Human are a little different from each other because they have different genes, but they are pretty much the same because they all have human genes. Each human is unique, but each human has more in common with any other human than he or she has in common with a horse.
(I should say here that humans and horses actually have a lot of the same genes, which is why humans and horses have the same basic shape of a head, a body, four limbs, similar bones, muscles, skin, hair, blood, internal organs, and so on. Cows, pigs, chicken, cats, dogs, and mice all have that basic pattern of a head, a body, four limbs, and similar bones, muscles, skin, hair, blood, and internal organs. The differences between humans and horses and any other animal are caused by differences in a fairly small number of genes, compared to all the genes they have. This is another one of those things that you’ll have to learn more about if you go to the university to learn about biology, but as far as farmers are concerned, humans have human genes and horses have horse genes.)
Genes that each can fit into the same place in a chromosome and each do the same basic job are called alleles of each other. The difference between your hand and your friend’s hand is caused by the different alleles. You both have hand genes that work the same basic way. Instead of saying that you have different genes for your hand than your friend does, and saying that you have different genes for your hand than you have for your fingers, now you can say you have different hands because you have different alleles of the same hand genes. That just makes it easier to keep track of what we’re talking about.
(Again, I’m simplifying this a little. You don’t actually have genes that create your hands, you have many genes that work together to create your hands, and some other genes that create your bones, some that create your muscles, and some that create your skin. Most parts of your body are created by lots of different genes interacting with each other. As far as genes relate to you, I can say you have hand genes, but if you went to a university to learn about biology, you would have to learn something more complicated.)

Assignment 1:
In the passage about genes, what are genes called that fit into the same place in a chromosome and do the same basic job?
Assignment 2:
Rewrite the passage about genes, starting with "Genes that each" and going on through "we’re talking about.", substituting "variants" for "alleles".
Assignment 3:
Write the next part of the passage about genes and alleles, picking up after its final sentence.

Supplied entries:
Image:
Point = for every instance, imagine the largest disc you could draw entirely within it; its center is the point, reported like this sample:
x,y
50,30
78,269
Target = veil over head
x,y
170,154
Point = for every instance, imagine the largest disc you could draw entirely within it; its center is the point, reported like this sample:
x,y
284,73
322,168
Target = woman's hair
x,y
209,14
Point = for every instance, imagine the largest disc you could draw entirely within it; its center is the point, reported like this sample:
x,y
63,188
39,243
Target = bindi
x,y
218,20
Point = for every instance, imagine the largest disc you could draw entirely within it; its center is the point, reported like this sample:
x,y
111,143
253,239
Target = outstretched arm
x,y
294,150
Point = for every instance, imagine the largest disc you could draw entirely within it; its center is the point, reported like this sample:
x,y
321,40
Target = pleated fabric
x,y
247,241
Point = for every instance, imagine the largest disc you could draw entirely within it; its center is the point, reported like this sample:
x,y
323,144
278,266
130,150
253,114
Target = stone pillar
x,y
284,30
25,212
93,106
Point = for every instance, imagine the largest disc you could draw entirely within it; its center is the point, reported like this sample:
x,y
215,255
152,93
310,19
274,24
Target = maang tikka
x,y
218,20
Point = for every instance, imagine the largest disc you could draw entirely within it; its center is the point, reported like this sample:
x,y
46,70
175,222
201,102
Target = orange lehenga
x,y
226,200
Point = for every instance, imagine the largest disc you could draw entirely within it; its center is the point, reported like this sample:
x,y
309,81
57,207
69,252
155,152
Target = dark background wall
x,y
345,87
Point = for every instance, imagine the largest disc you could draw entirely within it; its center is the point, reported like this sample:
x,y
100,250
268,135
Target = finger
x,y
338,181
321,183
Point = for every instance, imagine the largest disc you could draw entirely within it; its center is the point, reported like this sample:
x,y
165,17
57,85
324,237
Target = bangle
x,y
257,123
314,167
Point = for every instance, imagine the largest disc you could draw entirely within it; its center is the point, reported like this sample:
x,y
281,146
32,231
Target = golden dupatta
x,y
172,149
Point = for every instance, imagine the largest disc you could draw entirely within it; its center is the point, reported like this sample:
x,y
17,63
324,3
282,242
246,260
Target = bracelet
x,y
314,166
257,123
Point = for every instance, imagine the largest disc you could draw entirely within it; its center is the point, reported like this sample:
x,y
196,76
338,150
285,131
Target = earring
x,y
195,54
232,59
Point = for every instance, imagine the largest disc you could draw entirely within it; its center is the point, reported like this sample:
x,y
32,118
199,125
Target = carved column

Written answer 1:
They are called alleles of each other.

Written answer 2:
Genes that each can fit into the same place in a chromosome and each do the same basic job are called variants of each other. The difference between your hand and your friend’s hand is caused by the different variants. You both have hand genes that work the same basic way. Instead of saying that you have different genes for your hand than your friend does, and saying that you have different genes for your hand than you have for your fingers, now you can say you have different hands because you have different variants of the same hand genes. That just makes it easier to keep track of what we’re talking about.

Written answer 3:
When Charles Darwin discovered that characteristics are passed down from parent to child, and the characteristics that let a plant or animal survive best in its environment get passed on to the most members of the next generation, what he discovered—without realizing it—was that different alleles of the same genes that gave the plants or animals their characteristics were the things that were being passed down from parent to child.
When the animals split up between living in the hills and living on the plains, they each had genes that created their leg muscles. Since the ones who lived on the plains could run fast on the plains, and running fast helped them survive and reproduce, the ones who had alleles of the leg muscle genes that gave them strong leg muscles, survived and reproduced the best. They had the most children, so they passed more of their alleles down to the next generation. By passing their alleles down to the next generation, they passed their characteristics down to the next generation—because the alleles were what gave their children their characteristics.
Eventually, those original animals, whatever they were, kept certain alleles in their group, while the others died out. That combination of alleles that survived and spread through the group gave that group of animals the characteristics that made them horses.
Meanwhile, the animals that came from the same ancestors but moved into the hills, where they needed different characteristics, spread a different combination of alleles through the group from generation to generation. When that combination of alleles spread through the whole group, and the other alleles died out eventually, those animals developed the characteristics that made them donkeys, which made them different animals from horses.